-- Written instruction A --
Quote the stretch of the Timothy John Bevan profile from "Bevan and Fellner" through "Academy Film Awards." word for word.

-- Quoted text --

******************************

Timothy John Bevan,  (born 20 December 1957) is a New Zealand-British film producer, the co-chairman (with Eric Fellner) of the production company Working Title Films.

Bevan and Fellner are the most successful British producers of their era, having produced several critically and commercially successful films including Four Weddings and a Funeral (1994), Elizabeth (1998), Notting Hill (1999), Billy Elliot (2000), Bridget Jones's Diary (2001), Atonement (2007),  Frost/Nixon (2008), Tinker Tailor Soldier Spy (2011), The Theory of Everything (2014), and Darkest Hour (2017). They are also notable for their long-time collaboration with American filmmakers the Coen brothers, having produced Barton Fink (1991), Fargo (1996),  The Hudsucker Proxy (1994), The Big Lebowski (1998), and O Brother, Where Art Thou? among others. As of 2017, films by Working Title Films have won 12 Academy Awards and 39 British Academy Film Awards.

Bevan was appointed a Commander of the Order of the British Empire (CBE) in the 2005 Birthday Honours for services to the British film industry.

******************************

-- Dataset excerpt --

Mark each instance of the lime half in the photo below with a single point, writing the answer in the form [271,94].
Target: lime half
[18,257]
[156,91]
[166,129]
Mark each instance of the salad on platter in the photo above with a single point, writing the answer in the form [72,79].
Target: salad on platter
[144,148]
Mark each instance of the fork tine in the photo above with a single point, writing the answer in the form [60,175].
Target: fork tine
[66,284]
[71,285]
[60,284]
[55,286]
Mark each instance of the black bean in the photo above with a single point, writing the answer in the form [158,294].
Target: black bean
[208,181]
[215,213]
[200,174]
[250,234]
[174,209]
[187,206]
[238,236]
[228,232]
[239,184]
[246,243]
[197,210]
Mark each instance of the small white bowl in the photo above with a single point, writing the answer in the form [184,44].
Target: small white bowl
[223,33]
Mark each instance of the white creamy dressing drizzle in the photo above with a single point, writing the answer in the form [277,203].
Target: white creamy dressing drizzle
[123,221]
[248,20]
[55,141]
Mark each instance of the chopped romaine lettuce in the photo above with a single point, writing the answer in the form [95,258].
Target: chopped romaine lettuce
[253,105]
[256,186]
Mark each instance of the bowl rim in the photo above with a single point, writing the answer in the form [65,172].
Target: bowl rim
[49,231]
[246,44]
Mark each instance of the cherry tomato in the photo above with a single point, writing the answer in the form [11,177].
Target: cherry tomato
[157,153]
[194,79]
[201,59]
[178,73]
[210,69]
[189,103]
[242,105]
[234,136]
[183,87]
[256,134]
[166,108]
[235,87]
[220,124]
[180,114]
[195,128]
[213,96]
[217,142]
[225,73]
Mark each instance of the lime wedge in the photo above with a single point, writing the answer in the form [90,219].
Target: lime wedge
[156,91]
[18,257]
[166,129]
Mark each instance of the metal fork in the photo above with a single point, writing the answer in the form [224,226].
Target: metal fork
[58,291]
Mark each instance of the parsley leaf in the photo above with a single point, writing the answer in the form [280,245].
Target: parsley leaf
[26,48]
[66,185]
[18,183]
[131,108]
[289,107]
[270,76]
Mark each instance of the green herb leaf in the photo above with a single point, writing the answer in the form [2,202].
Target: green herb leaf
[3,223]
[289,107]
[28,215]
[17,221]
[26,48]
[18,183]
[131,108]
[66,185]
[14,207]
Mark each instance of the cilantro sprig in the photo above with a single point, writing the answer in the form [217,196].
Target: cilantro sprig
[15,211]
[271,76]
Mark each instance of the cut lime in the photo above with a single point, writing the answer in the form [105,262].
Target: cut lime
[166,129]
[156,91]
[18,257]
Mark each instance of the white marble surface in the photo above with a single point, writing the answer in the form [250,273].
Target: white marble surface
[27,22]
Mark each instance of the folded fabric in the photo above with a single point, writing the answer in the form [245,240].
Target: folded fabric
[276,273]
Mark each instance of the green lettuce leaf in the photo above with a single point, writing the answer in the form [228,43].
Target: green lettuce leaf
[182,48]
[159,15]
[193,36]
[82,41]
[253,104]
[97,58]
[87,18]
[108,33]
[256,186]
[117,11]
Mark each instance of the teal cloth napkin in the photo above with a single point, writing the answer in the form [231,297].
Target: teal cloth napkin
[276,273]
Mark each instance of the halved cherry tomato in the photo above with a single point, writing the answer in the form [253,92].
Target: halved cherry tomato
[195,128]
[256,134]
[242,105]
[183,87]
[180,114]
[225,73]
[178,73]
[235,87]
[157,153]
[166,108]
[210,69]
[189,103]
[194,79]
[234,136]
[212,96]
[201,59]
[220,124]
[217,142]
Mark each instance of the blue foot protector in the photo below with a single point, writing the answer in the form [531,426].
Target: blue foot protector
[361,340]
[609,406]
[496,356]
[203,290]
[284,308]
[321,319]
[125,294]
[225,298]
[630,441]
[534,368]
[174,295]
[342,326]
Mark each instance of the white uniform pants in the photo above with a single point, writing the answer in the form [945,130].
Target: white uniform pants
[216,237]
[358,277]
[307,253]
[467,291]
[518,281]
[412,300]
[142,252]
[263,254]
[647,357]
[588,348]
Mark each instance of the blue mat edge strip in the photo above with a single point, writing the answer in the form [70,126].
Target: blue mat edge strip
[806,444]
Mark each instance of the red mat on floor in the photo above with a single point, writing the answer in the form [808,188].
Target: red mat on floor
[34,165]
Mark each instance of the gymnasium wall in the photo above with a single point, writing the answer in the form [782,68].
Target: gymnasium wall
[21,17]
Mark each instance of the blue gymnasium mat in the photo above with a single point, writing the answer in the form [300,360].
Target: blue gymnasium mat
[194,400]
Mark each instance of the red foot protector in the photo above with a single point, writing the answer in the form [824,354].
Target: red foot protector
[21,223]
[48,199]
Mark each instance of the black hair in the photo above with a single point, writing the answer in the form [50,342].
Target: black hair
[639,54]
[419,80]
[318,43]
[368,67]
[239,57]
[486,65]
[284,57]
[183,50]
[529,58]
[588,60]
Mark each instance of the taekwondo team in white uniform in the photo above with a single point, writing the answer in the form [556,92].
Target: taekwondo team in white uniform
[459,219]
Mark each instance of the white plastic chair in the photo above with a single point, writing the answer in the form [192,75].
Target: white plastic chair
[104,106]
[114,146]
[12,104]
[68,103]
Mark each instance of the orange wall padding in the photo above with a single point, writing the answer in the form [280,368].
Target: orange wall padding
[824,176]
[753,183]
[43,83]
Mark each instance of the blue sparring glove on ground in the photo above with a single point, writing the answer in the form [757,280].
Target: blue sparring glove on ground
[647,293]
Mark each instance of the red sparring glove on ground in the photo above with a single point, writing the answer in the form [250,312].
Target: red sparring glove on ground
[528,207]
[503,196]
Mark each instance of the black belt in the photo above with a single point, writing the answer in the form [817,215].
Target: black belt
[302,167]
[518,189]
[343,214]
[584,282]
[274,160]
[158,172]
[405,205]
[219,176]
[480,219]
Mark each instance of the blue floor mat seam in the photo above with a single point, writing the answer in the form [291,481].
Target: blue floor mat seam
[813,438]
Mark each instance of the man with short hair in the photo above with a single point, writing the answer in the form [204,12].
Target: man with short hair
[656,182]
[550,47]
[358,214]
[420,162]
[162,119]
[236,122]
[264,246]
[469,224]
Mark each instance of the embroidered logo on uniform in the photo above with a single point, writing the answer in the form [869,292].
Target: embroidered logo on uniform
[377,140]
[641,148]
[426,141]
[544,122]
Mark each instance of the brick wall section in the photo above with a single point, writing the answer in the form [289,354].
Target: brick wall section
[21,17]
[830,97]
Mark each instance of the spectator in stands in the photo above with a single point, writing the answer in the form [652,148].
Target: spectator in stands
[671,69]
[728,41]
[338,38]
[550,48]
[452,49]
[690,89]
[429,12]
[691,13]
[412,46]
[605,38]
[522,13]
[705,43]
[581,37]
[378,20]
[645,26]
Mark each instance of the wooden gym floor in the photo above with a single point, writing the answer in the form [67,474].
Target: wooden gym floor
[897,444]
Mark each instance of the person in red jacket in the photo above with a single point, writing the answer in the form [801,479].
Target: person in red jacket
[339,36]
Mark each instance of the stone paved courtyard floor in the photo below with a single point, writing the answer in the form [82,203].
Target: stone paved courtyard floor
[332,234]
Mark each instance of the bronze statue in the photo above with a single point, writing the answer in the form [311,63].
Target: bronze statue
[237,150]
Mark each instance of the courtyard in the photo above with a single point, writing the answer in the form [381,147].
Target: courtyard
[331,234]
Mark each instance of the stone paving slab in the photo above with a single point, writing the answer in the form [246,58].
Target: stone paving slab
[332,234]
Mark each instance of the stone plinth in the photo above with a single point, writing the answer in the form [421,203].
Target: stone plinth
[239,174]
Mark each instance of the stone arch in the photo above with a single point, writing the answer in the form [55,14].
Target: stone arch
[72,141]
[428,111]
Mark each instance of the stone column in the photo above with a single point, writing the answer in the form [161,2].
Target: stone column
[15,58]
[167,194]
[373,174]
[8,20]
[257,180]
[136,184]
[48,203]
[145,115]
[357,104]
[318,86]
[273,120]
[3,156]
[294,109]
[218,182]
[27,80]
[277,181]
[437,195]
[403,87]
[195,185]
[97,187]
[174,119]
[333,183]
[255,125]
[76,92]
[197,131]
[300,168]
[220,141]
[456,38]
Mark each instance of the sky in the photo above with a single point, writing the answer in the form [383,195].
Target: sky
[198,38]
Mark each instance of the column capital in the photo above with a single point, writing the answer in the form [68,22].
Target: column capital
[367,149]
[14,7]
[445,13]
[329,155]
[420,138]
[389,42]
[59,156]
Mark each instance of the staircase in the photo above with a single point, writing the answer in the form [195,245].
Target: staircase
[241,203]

******************************

-- Written instruction B --
Lay out the dataset entries from the line containing "Mark each instance of the column" through the end of the excerpt as a two-column CSV with the headers instruction and output. Give one row per entry, putting its text and its answer each in a single quoted field with line breaks replaced by spaces.

-- Correct response A --
Bevan and Fellner are the most successful British producers of their era, having produced several critically and commercially successful films including Four Weddings and a Funeral (1994), Elizabeth (1998), Notting Hill (1999), Billy Elliot (2000), Bridget Jones's Diary (2001), Atonement (2007),  Frost/Nixon (2008), Tinker Tailor Soldier Spy (2011), The Theory of Everything (2014), and Darkest Hour (2017). They are also notable for their long-time collaboration with American filmmakers the Coen brothers, having produced Barton Fink (1991), Fargo (1996),  The Hudsucker Proxy (1994), The Big Lebowski (1998), and O Brother, Where Art Thou? among others. As of 2017, films by Working Title Films have won 12 Academy Awards and 39 British Academy Film Awards.

-- Correct response B --
instruction,output
"Mark each instance of the column capital in the photo above with a single point, writing the answer in the form [68,22]. Target: column capital","[367,149] [14,7] [445,13] [329,155] [420,138] [389,42] [59,156]"
"Mark each instance of the staircase in the photo above with a single point, writing the answer in the form [195,245]. Target: staircase","[241,203]"